Extracted data entries:
_ _ _ _ _
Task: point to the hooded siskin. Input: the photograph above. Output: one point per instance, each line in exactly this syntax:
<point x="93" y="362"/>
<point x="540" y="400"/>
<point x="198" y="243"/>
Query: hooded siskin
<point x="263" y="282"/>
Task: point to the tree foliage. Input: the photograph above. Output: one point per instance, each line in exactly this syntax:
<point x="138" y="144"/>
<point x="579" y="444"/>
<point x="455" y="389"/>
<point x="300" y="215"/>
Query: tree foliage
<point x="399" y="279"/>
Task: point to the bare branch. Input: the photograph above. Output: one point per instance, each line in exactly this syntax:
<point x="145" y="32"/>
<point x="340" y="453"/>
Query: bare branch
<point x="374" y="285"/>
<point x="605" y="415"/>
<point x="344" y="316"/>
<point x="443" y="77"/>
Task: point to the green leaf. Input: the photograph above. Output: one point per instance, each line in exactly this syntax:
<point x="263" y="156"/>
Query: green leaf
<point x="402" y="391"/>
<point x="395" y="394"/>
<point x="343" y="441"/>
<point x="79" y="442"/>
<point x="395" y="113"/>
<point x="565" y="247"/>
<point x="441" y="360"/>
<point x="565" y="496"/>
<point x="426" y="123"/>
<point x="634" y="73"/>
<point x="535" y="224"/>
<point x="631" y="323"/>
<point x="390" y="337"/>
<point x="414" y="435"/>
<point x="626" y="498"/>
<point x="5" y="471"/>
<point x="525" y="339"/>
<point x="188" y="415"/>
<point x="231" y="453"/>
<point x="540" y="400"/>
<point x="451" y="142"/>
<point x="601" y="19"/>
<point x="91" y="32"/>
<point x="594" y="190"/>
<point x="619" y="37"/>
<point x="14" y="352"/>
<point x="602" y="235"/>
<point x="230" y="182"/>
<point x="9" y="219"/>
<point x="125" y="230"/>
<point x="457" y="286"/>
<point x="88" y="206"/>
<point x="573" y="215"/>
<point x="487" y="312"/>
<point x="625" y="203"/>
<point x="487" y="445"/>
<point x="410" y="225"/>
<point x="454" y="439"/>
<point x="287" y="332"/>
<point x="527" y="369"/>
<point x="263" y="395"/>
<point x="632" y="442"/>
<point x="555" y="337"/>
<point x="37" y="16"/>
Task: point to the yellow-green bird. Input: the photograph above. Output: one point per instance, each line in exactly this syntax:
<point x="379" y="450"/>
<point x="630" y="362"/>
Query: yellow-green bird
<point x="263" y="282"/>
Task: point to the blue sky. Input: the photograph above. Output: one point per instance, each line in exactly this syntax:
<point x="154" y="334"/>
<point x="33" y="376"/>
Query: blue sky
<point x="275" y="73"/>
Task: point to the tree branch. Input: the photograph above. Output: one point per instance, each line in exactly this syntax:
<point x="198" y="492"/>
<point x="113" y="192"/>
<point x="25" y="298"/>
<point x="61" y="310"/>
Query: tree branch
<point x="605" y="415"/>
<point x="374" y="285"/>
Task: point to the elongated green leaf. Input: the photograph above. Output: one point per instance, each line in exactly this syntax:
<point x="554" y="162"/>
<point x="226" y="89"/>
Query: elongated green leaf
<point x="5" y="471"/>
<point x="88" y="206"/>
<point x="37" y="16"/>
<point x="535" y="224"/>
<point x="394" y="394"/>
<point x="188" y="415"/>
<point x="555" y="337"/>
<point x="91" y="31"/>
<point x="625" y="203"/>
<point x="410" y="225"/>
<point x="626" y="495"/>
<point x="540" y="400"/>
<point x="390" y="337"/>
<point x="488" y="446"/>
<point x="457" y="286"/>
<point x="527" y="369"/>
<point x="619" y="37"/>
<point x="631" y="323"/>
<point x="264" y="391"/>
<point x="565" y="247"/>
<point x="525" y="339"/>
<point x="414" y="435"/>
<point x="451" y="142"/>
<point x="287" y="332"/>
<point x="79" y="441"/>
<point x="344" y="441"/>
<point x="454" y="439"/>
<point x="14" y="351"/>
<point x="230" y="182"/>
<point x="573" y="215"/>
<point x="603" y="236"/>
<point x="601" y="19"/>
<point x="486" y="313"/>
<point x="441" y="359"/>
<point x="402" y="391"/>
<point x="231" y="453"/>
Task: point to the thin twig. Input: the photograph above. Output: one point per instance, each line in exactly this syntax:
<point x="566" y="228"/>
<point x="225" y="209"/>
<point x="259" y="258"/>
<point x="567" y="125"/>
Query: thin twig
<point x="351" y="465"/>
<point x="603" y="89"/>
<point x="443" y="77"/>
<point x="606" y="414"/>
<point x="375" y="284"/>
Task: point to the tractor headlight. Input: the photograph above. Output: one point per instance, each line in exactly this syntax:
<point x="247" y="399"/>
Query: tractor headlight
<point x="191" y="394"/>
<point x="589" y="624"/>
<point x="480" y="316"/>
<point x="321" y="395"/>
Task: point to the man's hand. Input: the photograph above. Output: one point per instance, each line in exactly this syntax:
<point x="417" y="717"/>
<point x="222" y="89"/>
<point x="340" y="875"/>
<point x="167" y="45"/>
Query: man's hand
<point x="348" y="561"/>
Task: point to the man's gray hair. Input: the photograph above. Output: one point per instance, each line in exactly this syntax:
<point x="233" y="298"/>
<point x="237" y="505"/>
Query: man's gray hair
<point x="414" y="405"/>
_ _ _ _ _
Every entry is to be restated word for word, with nothing dropped.

* _EXPECTED ANSWER_:
Task: point to the hooded siskin. Input: the photograph above. Output: one point per instance, each line in exactly this syntax:
<point x="93" y="362"/>
<point x="540" y="400"/>
<point x="198" y="243"/>
Query: hooded siskin
<point x="263" y="282"/>
Task: point to the tree foliage. Input: the photograph above. Output: one point per instance, each line in exactly this syntax:
<point x="138" y="144"/>
<point x="579" y="444"/>
<point x="455" y="389"/>
<point x="300" y="215"/>
Query: tree foliage
<point x="399" y="279"/>
Task: point to the bare branch. Input: the photograph above. Output: one point per instance, each line in exactly this syntax:
<point x="145" y="32"/>
<point x="340" y="453"/>
Query: bare branch
<point x="374" y="285"/>
<point x="605" y="415"/>
<point x="344" y="316"/>
<point x="443" y="77"/>
Task: point to the green leaf. Input: the photograph above. Output: one point per instance, each line in exactly this syntax:
<point x="263" y="156"/>
Query: green leaf
<point x="402" y="391"/>
<point x="395" y="394"/>
<point x="343" y="441"/>
<point x="79" y="442"/>
<point x="395" y="113"/>
<point x="565" y="247"/>
<point x="441" y="360"/>
<point x="565" y="496"/>
<point x="426" y="123"/>
<point x="634" y="73"/>
<point x="535" y="224"/>
<point x="631" y="323"/>
<point x="390" y="337"/>
<point x="414" y="435"/>
<point x="626" y="498"/>
<point x="5" y="471"/>
<point x="525" y="339"/>
<point x="188" y="415"/>
<point x="231" y="453"/>
<point x="540" y="400"/>
<point x="451" y="142"/>
<point x="601" y="19"/>
<point x="91" y="32"/>
<point x="594" y="190"/>
<point x="619" y="37"/>
<point x="14" y="352"/>
<point x="602" y="235"/>
<point x="230" y="182"/>
<point x="9" y="219"/>
<point x="125" y="230"/>
<point x="457" y="286"/>
<point x="88" y="206"/>
<point x="573" y="215"/>
<point x="487" y="312"/>
<point x="625" y="203"/>
<point x="487" y="445"/>
<point x="410" y="225"/>
<point x="454" y="439"/>
<point x="287" y="332"/>
<point x="527" y="369"/>
<point x="263" y="395"/>
<point x="632" y="442"/>
<point x="555" y="337"/>
<point x="37" y="16"/>
Task: point to the yellow-green bird. Input: the photograph above. Output: one point per instance, each line in exactly this syntax:
<point x="379" y="450"/>
<point x="630" y="362"/>
Query: yellow-green bird
<point x="263" y="282"/>
Task: point to the blue sky. Input: the photograph above. Output: one point per instance, each line in exactly this syntax:
<point x="154" y="334"/>
<point x="33" y="376"/>
Query: blue sky
<point x="275" y="73"/>
Task: point to the tree branch. Input: the photograph above. Output: one point per instance, each line in exactly this syntax:
<point x="198" y="492"/>
<point x="113" y="192"/>
<point x="25" y="298"/>
<point x="61" y="310"/>
Query: tree branch
<point x="605" y="415"/>
<point x="374" y="285"/>
Task: point to the elongated green leaf. Input: the photograph above. Output: one point per instance, each line in exactly this syntax:
<point x="554" y="162"/>
<point x="226" y="89"/>
Query: elongated green leaf
<point x="5" y="471"/>
<point x="88" y="206"/>
<point x="37" y="16"/>
<point x="535" y="224"/>
<point x="394" y="394"/>
<point x="188" y="415"/>
<point x="555" y="337"/>
<point x="91" y="31"/>
<point x="625" y="203"/>
<point x="410" y="225"/>
<point x="626" y="495"/>
<point x="540" y="400"/>
<point x="390" y="337"/>
<point x="488" y="446"/>
<point x="457" y="286"/>
<point x="527" y="369"/>
<point x="619" y="37"/>
<point x="631" y="323"/>
<point x="264" y="391"/>
<point x="565" y="247"/>
<point x="525" y="339"/>
<point x="414" y="435"/>
<point x="451" y="142"/>
<point x="287" y="332"/>
<point x="79" y="441"/>
<point x="344" y="441"/>
<point x="454" y="439"/>
<point x="14" y="351"/>
<point x="230" y="182"/>
<point x="573" y="215"/>
<point x="603" y="236"/>
<point x="601" y="19"/>
<point x="486" y="313"/>
<point x="441" y="359"/>
<point x="402" y="391"/>
<point x="231" y="453"/>
Task: point to the thin twig. Input: the photograph above. Output: one point per instance, each line in exactly this syntax:
<point x="566" y="228"/>
<point x="225" y="209"/>
<point x="259" y="258"/>
<point x="567" y="125"/>
Query: thin twig
<point x="351" y="465"/>
<point x="603" y="89"/>
<point x="443" y="77"/>
<point x="606" y="414"/>
<point x="375" y="284"/>
Task: point to the tractor headlight. Input: the photograph above. Output: one point per instance, each line in exactly this syntax:
<point x="247" y="399"/>
Query: tractor headlight
<point x="191" y="394"/>
<point x="589" y="624"/>
<point x="480" y="316"/>
<point x="321" y="395"/>
Task: point to the man's hand. Input: the photograph above. Output: one point per instance, each line in exactly this syntax:
<point x="417" y="717"/>
<point x="222" y="89"/>
<point x="340" y="875"/>
<point x="167" y="45"/>
Query: man's hand
<point x="348" y="561"/>
Task: point to the man's gray hair. Input: the photograph above. Output: one point per instance, each line in exactly this syntax:
<point x="233" y="298"/>
<point x="237" y="505"/>
Query: man's gray hair
<point x="414" y="405"/>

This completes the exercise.